Selected passage
# RIO BARIMA, ore carrier of late 1950s



## clydesiderman (Nov 28, 2004)

Does anyone have any information on the ore carrier RIO BARIMA which operated in late 1950s and early 1960s. Thank you.


----------



## Erimus (Feb 20, 2012)

This vessel was one of the 'Rio' Class of vessels operated as ore carriers( 26000 dwt from memory) by the Navios Corporation of the Bahamas, she was under charter, along with about 6 others of her size, plus the River Class vessels ( 19100 dwt) ...their charter was with the United States Steel Corporation for the movement of Cerro Bolivar ores from Puerto Ordaz in Venezuela. They were scheduled via USSC office in London through 'my' department in British Steel.

Navios originally was a wholly owned subsidiary of US Steel from 1954.

geoff


----------



## A.D.FROST (Sep 1, 2008)

clydesiderman said:


> Does anyone have any information on the ore carrier RIO BARIMA which operated in late 1950s and early 1960s. Thank you.


Launched in two halves.B/U Taiwan 28.1.76


----------



## Erimus (Feb 20, 2012)

Provided records
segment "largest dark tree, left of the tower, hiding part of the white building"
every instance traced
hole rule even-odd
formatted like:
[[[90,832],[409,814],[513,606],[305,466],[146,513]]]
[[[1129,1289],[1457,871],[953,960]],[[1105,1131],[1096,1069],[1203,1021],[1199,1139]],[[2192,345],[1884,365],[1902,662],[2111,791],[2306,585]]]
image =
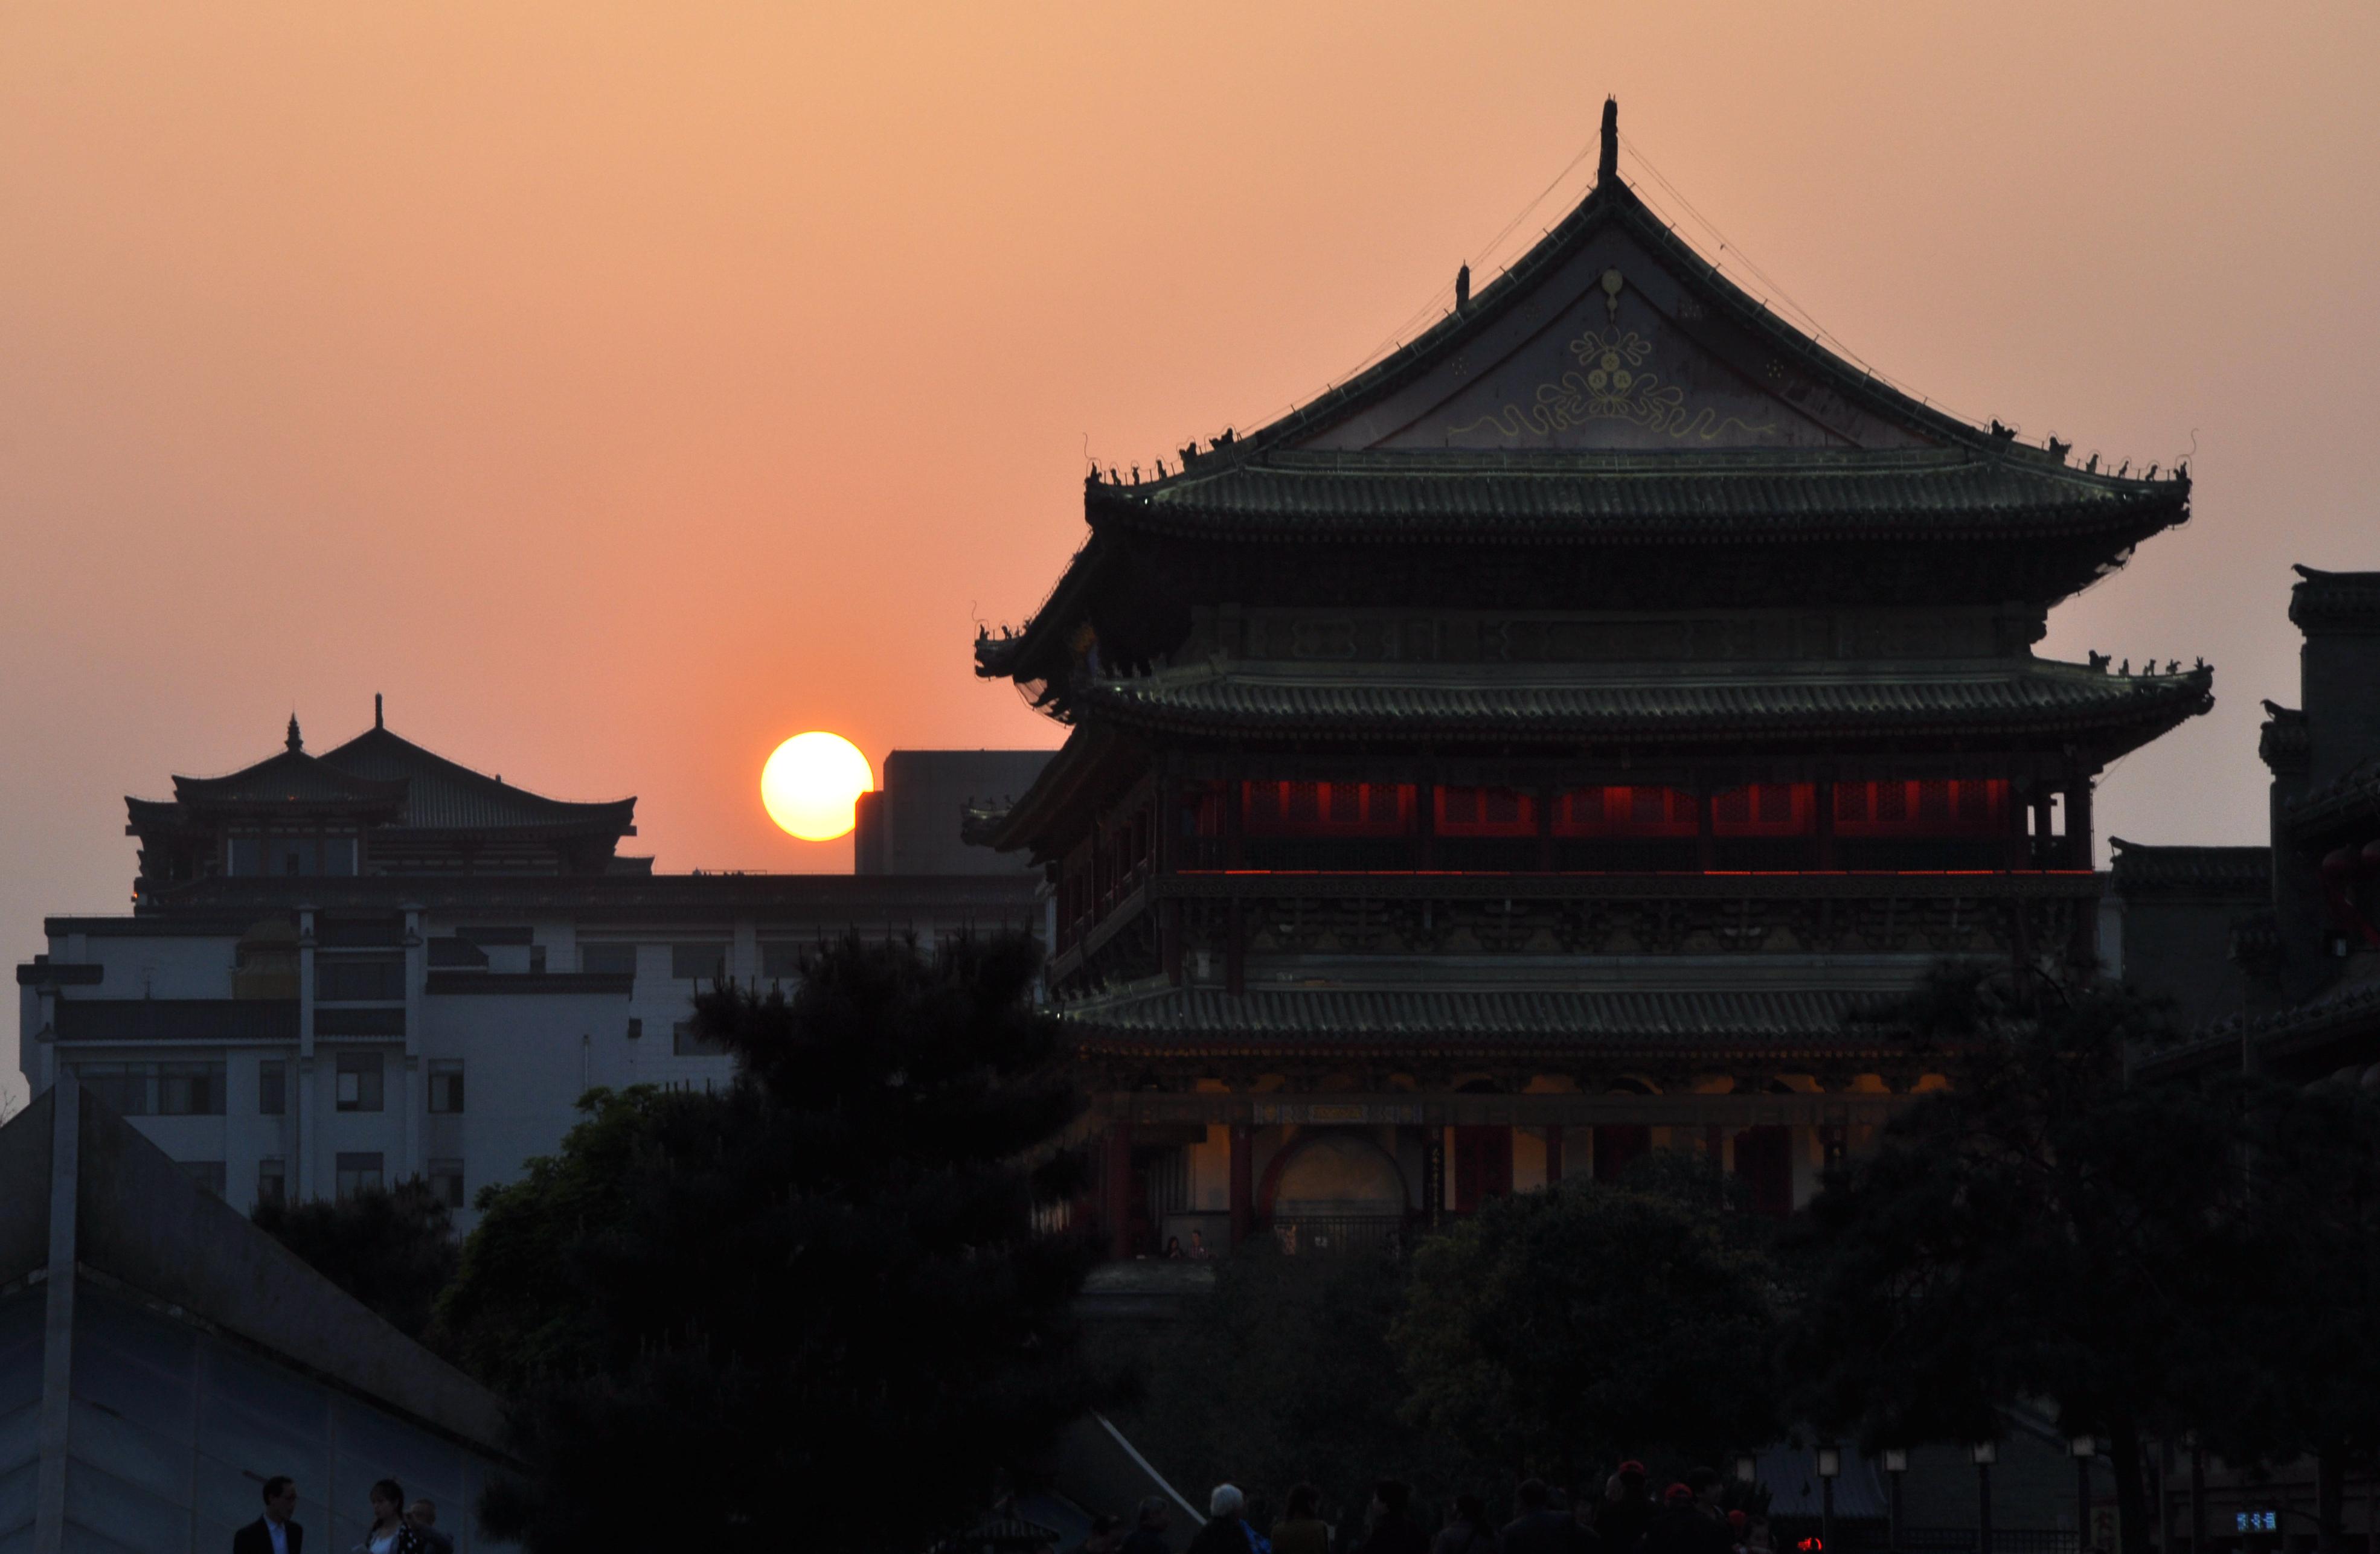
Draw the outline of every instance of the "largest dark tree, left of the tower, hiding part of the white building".
[[[728,1090],[595,1092],[481,1197],[440,1318],[536,1466],[490,1533],[928,1547],[1081,1411],[1088,1254],[1033,1230],[1076,1185],[1052,1142],[1081,1102],[1035,954],[845,940],[790,997],[704,992]]]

The problem
Copy verbatim the portion of the RIO BARIMA thread that starts at the words "This vessel was" and stops after the words "in British Steel.".

Result
This vessel was one of the 'Rio' Class of vessels operated as ore carriers( 26000 dwt from memory) by the Navios Corporation of the Bahamas, she was under charter, along with about 6 others of her size, plus the River Class vessels ( 19100 dwt) ...their charter was with the United States Steel Corporation for the movement of Cerro Bolivar ores from Puerto Ordaz in Venezuela. They were scheduled via USSC office in London through 'my' department in British Steel.